** Passage shown follows **
Total Refined Bullion and Coin Form Worldwide: Approximately 6.4 billion ounces.
CPM Group's Estimates of Implied Unreported Bullion Inventories: Around 2.5 billion ounces currently, down from a peak of 4.8 billion ounces in 1988. However, this decline is largely attributed to a shift from unreported to reported inventories (including ETFs and official mint production).
Historical Context of Inventory Levels: The speaker reiterates that the existence of these inventories has not precluded price spikes in the past (e.g., 1980, 2011), as a portion of these holdings can be sold by investors to capitalize on higher prices.
Critiquing the "Wiped Out" Narrative
CPM Group's analysis strongly contradicts the idea of silver inventories being "wiped out." They highlight:
- Comex stocks: Five times what they were in the past.
- London inventories: Three times what they were 30 years ago.
- Coin inventories: At record levels, having not existed in significant quantities until the mid-1980s.
- Chinese inventories: Higher than ever before.
- Indian inventories: Billions of ounces held by individuals, temples, and in the market, also at record levels.
- Depository Construction: Depository companies worldwide are expanding their facilities to accommodate growing silver holdings, which is the opposite of a sign of depletion.
The speaker contrasts this with periods of inventory decline in the 1980s and 1990s, when depositories were closed.
** End of Passage shown **
** Supplied entries follows **
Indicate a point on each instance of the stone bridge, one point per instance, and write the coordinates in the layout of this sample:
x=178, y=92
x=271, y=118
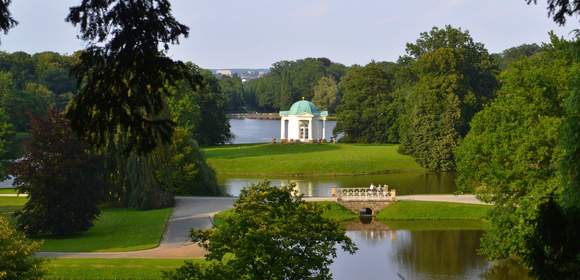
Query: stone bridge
x=356, y=199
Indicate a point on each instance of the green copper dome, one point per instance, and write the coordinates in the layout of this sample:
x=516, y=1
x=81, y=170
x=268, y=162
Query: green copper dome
x=303, y=107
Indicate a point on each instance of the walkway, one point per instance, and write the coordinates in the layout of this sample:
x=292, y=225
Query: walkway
x=189, y=212
x=197, y=212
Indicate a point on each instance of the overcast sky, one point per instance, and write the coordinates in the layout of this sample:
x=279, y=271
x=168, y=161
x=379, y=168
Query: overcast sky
x=257, y=33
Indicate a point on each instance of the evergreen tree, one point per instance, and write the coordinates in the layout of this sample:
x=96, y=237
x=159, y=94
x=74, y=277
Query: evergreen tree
x=62, y=179
x=123, y=76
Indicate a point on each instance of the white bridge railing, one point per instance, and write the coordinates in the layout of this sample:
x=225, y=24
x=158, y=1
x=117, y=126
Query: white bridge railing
x=364, y=194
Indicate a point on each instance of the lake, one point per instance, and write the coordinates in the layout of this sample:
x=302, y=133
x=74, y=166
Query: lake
x=262, y=131
x=425, y=254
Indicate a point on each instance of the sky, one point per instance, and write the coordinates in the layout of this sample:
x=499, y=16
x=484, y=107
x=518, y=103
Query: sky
x=257, y=33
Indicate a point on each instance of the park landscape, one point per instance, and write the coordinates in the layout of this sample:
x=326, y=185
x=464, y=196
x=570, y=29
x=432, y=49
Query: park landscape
x=123, y=158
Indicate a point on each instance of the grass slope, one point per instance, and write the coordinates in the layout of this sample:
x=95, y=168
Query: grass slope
x=110, y=268
x=116, y=230
x=7, y=191
x=308, y=160
x=432, y=211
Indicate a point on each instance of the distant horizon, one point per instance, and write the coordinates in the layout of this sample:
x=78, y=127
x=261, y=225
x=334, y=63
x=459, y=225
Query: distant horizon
x=257, y=33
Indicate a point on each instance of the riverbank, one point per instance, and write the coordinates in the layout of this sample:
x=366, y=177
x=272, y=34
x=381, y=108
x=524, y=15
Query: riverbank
x=308, y=160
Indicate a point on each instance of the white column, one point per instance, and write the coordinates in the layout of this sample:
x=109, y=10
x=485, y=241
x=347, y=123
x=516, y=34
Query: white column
x=310, y=130
x=324, y=128
x=283, y=129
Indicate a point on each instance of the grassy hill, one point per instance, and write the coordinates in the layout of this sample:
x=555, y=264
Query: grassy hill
x=308, y=159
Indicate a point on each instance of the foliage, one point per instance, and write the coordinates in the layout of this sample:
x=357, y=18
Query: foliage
x=123, y=76
x=326, y=94
x=560, y=9
x=369, y=108
x=17, y=259
x=213, y=127
x=6, y=134
x=182, y=169
x=514, y=54
x=289, y=81
x=61, y=178
x=512, y=158
x=270, y=235
x=6, y=20
x=456, y=76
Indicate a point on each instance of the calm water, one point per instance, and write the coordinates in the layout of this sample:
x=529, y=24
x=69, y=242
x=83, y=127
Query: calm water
x=431, y=254
x=261, y=131
x=404, y=183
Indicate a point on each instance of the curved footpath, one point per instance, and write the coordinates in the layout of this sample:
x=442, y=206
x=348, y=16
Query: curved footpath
x=197, y=212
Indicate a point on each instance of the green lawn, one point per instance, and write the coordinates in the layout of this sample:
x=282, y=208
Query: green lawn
x=110, y=268
x=432, y=211
x=116, y=230
x=308, y=159
x=332, y=210
x=7, y=191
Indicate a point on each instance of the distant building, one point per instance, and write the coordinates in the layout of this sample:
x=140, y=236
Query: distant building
x=225, y=72
x=303, y=122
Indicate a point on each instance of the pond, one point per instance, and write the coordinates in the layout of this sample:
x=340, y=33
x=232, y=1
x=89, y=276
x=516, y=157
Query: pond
x=405, y=183
x=419, y=254
x=262, y=131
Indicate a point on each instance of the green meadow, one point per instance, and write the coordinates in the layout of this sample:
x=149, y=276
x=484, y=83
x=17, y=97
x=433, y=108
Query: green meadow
x=308, y=159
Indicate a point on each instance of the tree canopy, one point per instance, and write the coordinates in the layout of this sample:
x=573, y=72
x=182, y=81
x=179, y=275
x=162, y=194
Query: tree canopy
x=123, y=76
x=63, y=181
x=270, y=234
x=456, y=77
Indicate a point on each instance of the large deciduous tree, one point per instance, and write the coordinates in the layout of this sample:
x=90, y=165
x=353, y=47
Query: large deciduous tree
x=456, y=77
x=62, y=179
x=325, y=94
x=123, y=75
x=512, y=158
x=270, y=234
x=17, y=259
x=368, y=110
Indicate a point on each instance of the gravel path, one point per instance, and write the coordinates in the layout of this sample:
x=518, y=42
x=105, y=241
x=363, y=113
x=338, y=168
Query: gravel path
x=197, y=212
x=189, y=212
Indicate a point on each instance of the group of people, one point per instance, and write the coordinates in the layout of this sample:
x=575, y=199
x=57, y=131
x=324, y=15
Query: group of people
x=380, y=188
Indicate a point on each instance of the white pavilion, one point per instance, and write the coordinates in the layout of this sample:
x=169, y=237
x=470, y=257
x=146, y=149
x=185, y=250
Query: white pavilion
x=303, y=122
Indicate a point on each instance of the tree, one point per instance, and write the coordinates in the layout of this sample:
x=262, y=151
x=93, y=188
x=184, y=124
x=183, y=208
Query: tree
x=182, y=168
x=326, y=94
x=560, y=9
x=62, y=179
x=6, y=20
x=456, y=77
x=368, y=111
x=515, y=53
x=512, y=158
x=17, y=259
x=270, y=234
x=123, y=76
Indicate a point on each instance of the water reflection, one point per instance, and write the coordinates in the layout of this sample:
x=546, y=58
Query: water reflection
x=404, y=183
x=403, y=254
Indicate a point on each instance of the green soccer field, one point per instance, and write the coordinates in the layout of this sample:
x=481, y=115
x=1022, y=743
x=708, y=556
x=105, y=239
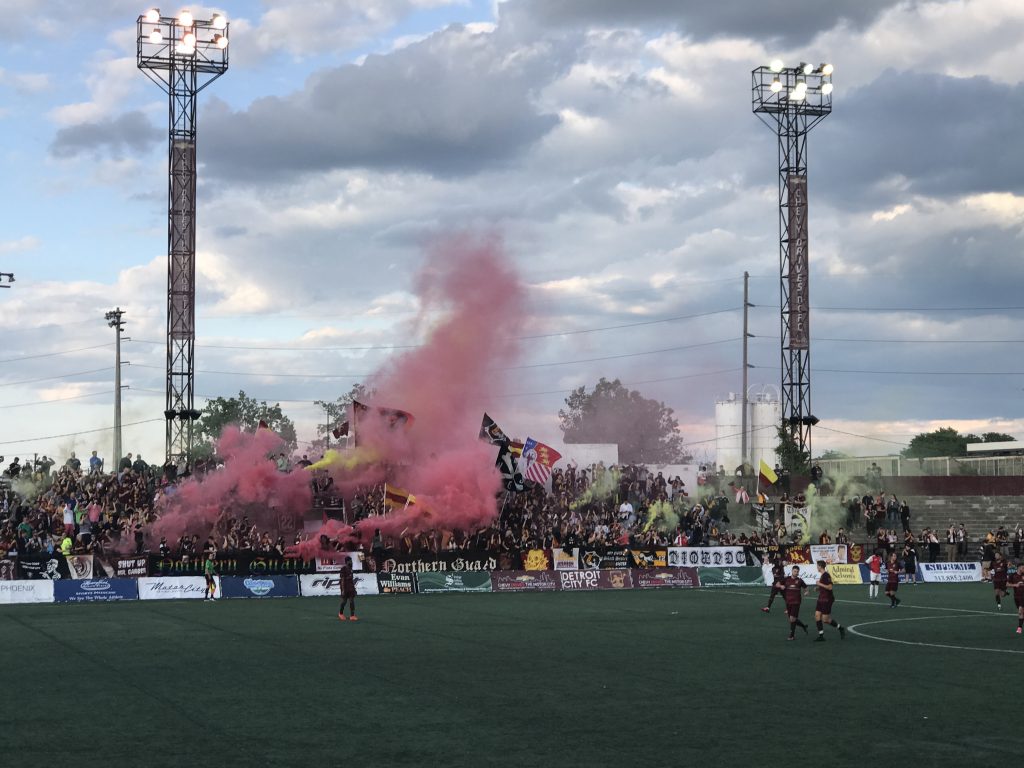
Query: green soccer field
x=654, y=678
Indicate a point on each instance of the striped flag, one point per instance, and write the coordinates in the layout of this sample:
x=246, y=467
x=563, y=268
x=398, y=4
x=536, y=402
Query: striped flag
x=538, y=460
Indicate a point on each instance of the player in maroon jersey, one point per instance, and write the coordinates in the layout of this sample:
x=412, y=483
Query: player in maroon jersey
x=822, y=609
x=777, y=583
x=794, y=590
x=892, y=582
x=1017, y=583
x=998, y=571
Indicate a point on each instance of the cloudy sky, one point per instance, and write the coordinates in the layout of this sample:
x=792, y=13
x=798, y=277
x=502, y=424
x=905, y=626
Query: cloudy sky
x=609, y=143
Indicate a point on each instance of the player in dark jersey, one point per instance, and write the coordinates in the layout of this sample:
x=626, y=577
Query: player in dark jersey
x=1017, y=584
x=777, y=583
x=892, y=582
x=347, y=592
x=822, y=609
x=793, y=591
x=998, y=571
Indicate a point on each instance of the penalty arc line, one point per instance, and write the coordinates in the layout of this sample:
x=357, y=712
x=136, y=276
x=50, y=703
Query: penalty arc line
x=853, y=631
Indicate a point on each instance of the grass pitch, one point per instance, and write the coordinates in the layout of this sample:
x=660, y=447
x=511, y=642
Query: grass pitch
x=655, y=678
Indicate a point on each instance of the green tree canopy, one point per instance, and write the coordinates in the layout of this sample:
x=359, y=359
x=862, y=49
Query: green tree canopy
x=244, y=412
x=645, y=429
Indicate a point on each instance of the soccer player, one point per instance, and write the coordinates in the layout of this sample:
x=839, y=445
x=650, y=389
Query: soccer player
x=998, y=571
x=875, y=566
x=208, y=571
x=347, y=592
x=822, y=610
x=794, y=591
x=777, y=583
x=892, y=581
x=1017, y=582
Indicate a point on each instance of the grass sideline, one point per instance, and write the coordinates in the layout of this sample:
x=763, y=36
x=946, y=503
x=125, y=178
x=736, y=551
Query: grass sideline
x=651, y=678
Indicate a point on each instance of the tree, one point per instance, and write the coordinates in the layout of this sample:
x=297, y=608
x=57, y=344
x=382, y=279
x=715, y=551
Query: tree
x=645, y=430
x=791, y=458
x=244, y=412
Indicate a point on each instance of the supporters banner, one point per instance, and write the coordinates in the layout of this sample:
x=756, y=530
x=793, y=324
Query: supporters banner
x=846, y=573
x=444, y=561
x=471, y=581
x=333, y=564
x=79, y=566
x=238, y=564
x=395, y=584
x=829, y=553
x=94, y=590
x=523, y=581
x=740, y=577
x=949, y=571
x=612, y=558
x=596, y=580
x=260, y=586
x=174, y=588
x=38, y=591
x=537, y=559
x=648, y=558
x=329, y=585
x=656, y=578
x=709, y=557
x=565, y=559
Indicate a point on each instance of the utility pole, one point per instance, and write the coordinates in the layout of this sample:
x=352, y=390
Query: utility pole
x=747, y=307
x=115, y=322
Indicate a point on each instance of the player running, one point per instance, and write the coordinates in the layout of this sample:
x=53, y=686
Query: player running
x=347, y=592
x=892, y=582
x=1017, y=582
x=822, y=609
x=777, y=583
x=998, y=571
x=209, y=568
x=795, y=589
x=875, y=566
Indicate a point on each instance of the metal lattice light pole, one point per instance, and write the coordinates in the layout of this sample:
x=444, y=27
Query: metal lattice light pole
x=792, y=100
x=182, y=55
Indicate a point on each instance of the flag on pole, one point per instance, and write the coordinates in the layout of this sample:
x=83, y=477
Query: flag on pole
x=538, y=460
x=767, y=474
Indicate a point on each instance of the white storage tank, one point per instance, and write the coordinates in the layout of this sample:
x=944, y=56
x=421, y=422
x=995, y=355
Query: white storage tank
x=728, y=432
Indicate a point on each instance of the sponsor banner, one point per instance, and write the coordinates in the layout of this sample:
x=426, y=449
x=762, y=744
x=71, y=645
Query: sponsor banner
x=240, y=564
x=38, y=591
x=709, y=557
x=431, y=583
x=79, y=566
x=94, y=590
x=829, y=553
x=174, y=588
x=596, y=580
x=565, y=559
x=649, y=558
x=8, y=568
x=395, y=584
x=463, y=560
x=537, y=559
x=260, y=586
x=329, y=585
x=131, y=566
x=654, y=578
x=739, y=577
x=846, y=573
x=949, y=571
x=333, y=564
x=612, y=558
x=521, y=581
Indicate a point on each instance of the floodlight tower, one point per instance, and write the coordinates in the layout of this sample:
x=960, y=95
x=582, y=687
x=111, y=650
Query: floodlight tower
x=182, y=55
x=792, y=100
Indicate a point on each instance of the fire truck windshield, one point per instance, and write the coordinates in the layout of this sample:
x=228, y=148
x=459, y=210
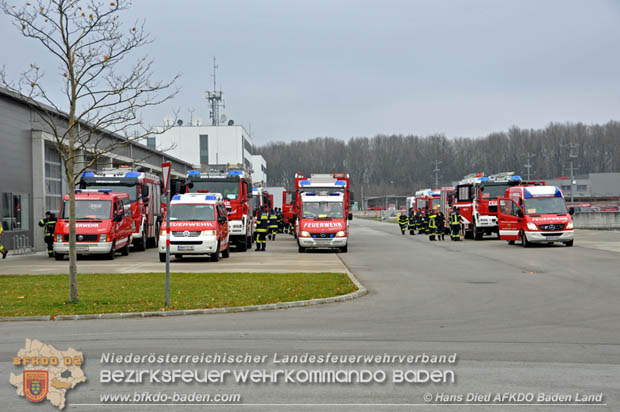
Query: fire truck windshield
x=187, y=212
x=494, y=191
x=323, y=210
x=132, y=190
x=88, y=209
x=545, y=205
x=228, y=189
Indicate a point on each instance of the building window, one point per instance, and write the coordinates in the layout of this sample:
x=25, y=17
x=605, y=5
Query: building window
x=204, y=149
x=15, y=214
x=53, y=179
x=151, y=142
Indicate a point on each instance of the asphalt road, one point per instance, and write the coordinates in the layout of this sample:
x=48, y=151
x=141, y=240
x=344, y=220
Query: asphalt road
x=543, y=319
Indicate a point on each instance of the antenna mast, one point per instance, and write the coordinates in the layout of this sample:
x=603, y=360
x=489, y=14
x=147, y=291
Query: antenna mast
x=215, y=99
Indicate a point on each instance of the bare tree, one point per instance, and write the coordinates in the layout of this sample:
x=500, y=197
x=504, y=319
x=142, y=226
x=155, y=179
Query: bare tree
x=101, y=91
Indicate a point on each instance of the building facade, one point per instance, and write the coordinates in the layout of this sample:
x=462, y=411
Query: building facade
x=32, y=176
x=208, y=145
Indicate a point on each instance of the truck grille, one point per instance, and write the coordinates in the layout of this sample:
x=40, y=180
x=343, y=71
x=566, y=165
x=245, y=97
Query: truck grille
x=322, y=235
x=551, y=227
x=190, y=233
x=83, y=238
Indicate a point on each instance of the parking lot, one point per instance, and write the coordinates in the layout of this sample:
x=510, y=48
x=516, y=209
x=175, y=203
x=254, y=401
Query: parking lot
x=280, y=257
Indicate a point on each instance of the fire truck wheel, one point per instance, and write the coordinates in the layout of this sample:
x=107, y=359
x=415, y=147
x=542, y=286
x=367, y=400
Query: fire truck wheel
x=141, y=243
x=524, y=241
x=112, y=252
x=125, y=250
x=215, y=257
x=242, y=246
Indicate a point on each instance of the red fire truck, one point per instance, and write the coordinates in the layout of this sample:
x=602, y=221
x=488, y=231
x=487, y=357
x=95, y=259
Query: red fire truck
x=321, y=184
x=426, y=199
x=323, y=222
x=535, y=214
x=144, y=191
x=235, y=185
x=476, y=197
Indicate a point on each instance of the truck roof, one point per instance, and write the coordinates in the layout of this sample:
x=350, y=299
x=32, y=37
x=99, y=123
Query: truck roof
x=197, y=198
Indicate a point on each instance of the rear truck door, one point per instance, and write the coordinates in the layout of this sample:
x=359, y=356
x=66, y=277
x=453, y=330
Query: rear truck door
x=508, y=220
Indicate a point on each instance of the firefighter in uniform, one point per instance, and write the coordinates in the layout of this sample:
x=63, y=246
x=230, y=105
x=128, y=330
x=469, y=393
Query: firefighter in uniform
x=455, y=224
x=425, y=216
x=262, y=226
x=2, y=249
x=402, y=222
x=441, y=225
x=411, y=222
x=273, y=225
x=432, y=225
x=49, y=224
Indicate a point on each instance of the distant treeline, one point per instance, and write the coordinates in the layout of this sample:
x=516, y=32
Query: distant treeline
x=398, y=164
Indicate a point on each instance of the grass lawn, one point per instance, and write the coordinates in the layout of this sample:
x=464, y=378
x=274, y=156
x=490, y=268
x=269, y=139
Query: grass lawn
x=31, y=295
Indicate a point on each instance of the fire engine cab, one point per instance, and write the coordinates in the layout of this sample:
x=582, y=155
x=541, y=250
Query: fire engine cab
x=476, y=197
x=198, y=226
x=102, y=223
x=235, y=186
x=323, y=221
x=144, y=190
x=535, y=214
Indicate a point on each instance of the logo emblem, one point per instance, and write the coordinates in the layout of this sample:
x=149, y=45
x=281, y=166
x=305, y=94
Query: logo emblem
x=35, y=385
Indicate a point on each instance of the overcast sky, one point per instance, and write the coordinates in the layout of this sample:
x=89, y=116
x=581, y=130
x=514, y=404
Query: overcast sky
x=300, y=69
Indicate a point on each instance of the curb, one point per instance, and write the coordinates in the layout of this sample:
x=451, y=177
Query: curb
x=361, y=291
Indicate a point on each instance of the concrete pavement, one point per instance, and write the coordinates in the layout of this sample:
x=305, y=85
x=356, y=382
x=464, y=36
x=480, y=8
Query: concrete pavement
x=543, y=319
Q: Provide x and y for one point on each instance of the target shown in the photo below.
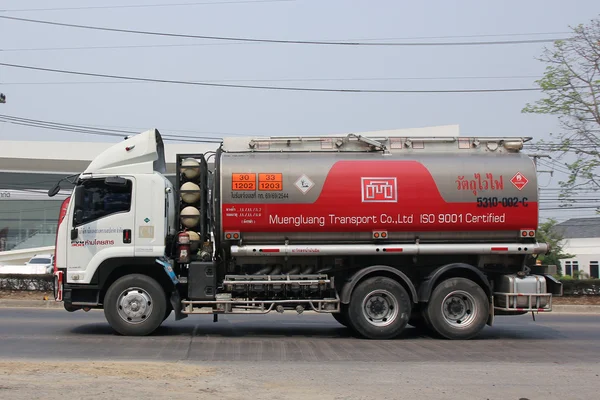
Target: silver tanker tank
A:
(357, 190)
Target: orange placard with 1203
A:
(243, 181)
(270, 182)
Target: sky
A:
(218, 111)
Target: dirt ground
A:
(25, 295)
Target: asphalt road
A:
** End of Supplied entries **
• **Questions**
a) Reproduce the silver inventory summary between "- Coin inventories: At" and "depositories were closed.", inclusive.
b) Answer these questions using the silver inventory summary:
(i) What was the peak level of CPM Group's estimated implied unreported bullion inventories, and in what year?
(ii) How do London inventories compare with their level 30 years ago?
(iii) During which periods were depositories closed?
The data has no connection to the silver inventory summary.

• **Outputs in order**
a)
- Coin inventories: At record levels, having not existed in significant quantities until the mid-1980s.
- Chinese inventories: Higher than ever before.
- Indian inventories: Billions of ounces held by individuals, temples, and in the market, also at record levels.
- Depository Construction: Depository companies worldwide are expanding their facilities to accommodate growing silver holdings, which is the opposite of a sign of depletion.
The speaker contrasts this with periods of inventory decline in the 1980s and 1990s, when depositories were closed.

b)
(i) 4.8 billion ounces, in 1988.
(ii) They are three times what they were 30 years ago.
(iii) During the periods of inventory decline in the 1980s and 1990s.